> _Task details_
Summarize the forum post below in two sentences.

> _Source extract_
[start]
You are viewing a plain text version of this content. The canonical link for it is here.
Posted to user@crunch.apache.org by Ben Watson <be...@gmail.com> on 2015/09/14 15:29:25 UTC

Output Sequence Files into ORC

Hi all,

I'm trying to write a simple converter in Crunch to turn Sequence files
into ORC files. The only examples that I can find for dealing with ORC
files are the tutorial at
http://hortonworks.com/blog/using-orcfile-cascading-apache-crunch/ and then
the discussion at https://issues.apache.org/jira/browse/CRUNCH-450. The
tutorial seems to only show how to output data that's already in ORC
format, which isn't much use for me here.
[end]
> _Recorded information_
[start]
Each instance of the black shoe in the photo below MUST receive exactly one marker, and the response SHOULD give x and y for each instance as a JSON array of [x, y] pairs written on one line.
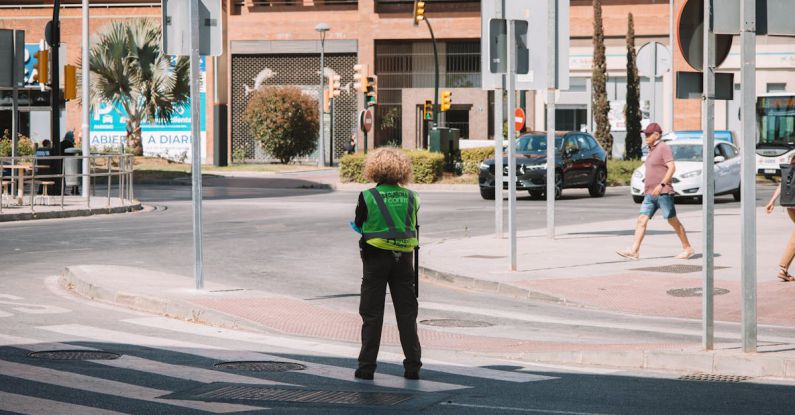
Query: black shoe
[[361, 374]]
[end]
> _Solution to this problem_
Writing to the Crunch user mailing list on 2015/09/14, Ben Watson says he is trying to write a simple Crunch converter that turns Sequence files into ORC files, and that the only ORC examples available to him are a Hortonworks tutorial and the discussion on CRUNCH-450. The tutorial appears to show only how to output data already in ORC format, so it is of little use for this conversion.